[TRY IT] Give back each line of the listing precisely as written.

[MATERIAL FOR THE TASK]
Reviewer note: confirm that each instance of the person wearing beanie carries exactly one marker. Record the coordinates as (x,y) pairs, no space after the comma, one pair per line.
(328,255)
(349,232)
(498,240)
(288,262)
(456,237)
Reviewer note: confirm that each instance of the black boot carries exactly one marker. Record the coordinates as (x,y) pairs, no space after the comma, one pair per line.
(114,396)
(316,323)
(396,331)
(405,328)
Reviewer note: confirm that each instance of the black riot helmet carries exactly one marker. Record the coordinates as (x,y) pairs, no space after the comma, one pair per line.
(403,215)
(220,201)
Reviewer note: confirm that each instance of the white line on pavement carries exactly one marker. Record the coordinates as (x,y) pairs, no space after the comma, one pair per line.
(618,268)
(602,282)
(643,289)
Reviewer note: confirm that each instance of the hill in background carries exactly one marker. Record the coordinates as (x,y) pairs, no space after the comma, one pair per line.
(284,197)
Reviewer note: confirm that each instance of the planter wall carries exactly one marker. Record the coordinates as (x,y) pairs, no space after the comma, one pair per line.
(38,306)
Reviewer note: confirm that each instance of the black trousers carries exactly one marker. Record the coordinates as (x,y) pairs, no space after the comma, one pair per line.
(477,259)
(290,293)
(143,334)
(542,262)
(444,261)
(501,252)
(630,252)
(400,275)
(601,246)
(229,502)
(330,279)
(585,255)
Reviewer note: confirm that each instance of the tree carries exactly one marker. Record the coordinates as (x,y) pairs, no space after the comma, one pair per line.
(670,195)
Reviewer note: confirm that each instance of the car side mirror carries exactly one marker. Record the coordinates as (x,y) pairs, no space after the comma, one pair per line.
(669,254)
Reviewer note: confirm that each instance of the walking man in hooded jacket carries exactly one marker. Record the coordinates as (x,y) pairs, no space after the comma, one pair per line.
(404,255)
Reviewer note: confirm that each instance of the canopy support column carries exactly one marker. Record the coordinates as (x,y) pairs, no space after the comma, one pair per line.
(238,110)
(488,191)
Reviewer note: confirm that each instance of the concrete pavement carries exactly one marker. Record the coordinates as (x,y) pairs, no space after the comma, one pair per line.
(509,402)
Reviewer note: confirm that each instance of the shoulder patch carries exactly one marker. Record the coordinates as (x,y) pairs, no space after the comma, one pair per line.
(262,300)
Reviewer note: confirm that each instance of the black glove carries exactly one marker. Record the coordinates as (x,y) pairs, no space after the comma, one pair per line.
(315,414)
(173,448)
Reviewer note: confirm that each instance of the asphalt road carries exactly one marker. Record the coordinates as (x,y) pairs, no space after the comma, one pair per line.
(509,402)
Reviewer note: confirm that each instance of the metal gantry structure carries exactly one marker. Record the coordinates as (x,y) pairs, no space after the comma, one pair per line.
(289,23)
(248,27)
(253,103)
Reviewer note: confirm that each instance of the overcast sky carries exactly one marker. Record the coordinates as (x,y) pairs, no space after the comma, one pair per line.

[COMPLETED EXERCISE]
Reviewer note: confirm that each instance of the person wearing beanie carries exactly one marker. Record the coordinates as (x,y) pairs, no space after the comma, one pair per line.
(328,255)
(349,232)
(498,240)
(288,262)
(456,237)
Reviewer note: confirm that each instance of the black boot carries exactly one marker. Record the coordinates as (x,y) pairs, no space after the comma, one pair per line.
(114,396)
(316,323)
(396,331)
(405,328)
Reviewer note: confirm that each instance of the black riot helmet carries exactly one marker. Record the coordinates as (x,y) pairs, no space after the comma, one pair per line.
(403,215)
(220,201)
Reviewer note: confirm that each instance of the white line on pavement carries exactly one marker. Record the coordinates as (x,y) pairs, no space after the comma, one pair per line.
(618,268)
(602,282)
(643,289)
Reviewer note: confirm that each instance of the hill in background carries exactly one marker. Record the coordinates as (x,y) pairs, no space after the comma, one pair per line.
(284,197)
Reviewer note: confirm that each instance of the planter wall carries exactly one marker. Record the coordinates as (x,y) pairs, no space after the comma, one pair per line.
(38,306)
Reviewer note: confirm that each instance of the black trousers carries exactly one marker. Record the coordinates as (x,y) pairs, no space after the comma, one pair per line.
(477,259)
(290,293)
(143,334)
(542,262)
(444,261)
(501,252)
(630,252)
(400,275)
(601,246)
(229,502)
(330,279)
(585,255)
Reviewer note: confirm that each instance of the tree carries exactly one marker. Record the coordinates as (x,y) pairs, no space after the comma, one pair per line.
(670,195)
Reviewer note: confirm that each instance of the car side mirror carries exactly one marker. Record the coordinates as (x,y) pairs, no space after the comma, one pair per line.
(669,254)
Reviewer note: confirm that each instance of the walking man in hooded jacket carries exactly one marker. Record the coordinates as (x,y) pairs, no space after the comma, one pair per line.
(404,255)
Reviewer note: confirm that each instance of the canopy support column carries exactly one marker. Record the coordinates as (x,y) pairs, no space after the comma, one pair per line.
(238,110)
(488,191)
Reviewer note: confirm that each instance of the concrete pavement carries exactly one marker. Record the coordinates as (x,y) pairs, no space after the comma, one pair per line.
(509,402)
Reviewer note: confirm that each instance of the shoulder patch carries exactly one marker. Record the coordinates as (x,y) pairs, no space after the comma, one pair per line.
(262,300)
Reviewer note: confirm that each instance of the black glove carries exactly one marker. Record the coordinates as (x,y) pairs, no space after the comma, one pair per line.
(315,414)
(173,448)
Reviewer note: confirm that each instance of the asphalt road carries exactly one marker. Record the coordinates as (x,y) pairs, no space after the comma, one pair per line.
(509,402)
Reviewer note: confirm that each instance of the metal gantry structure carries exactly one marker. Record the coordinates as (x,y) pairs, no space after the comma, one pair per line.
(289,23)
(248,27)
(253,103)
Reviewer note: confirm that each instance of the overcast sky carries exactly one marker. Record the coordinates as (x,y) pairs, no space after the comma, one pair per line.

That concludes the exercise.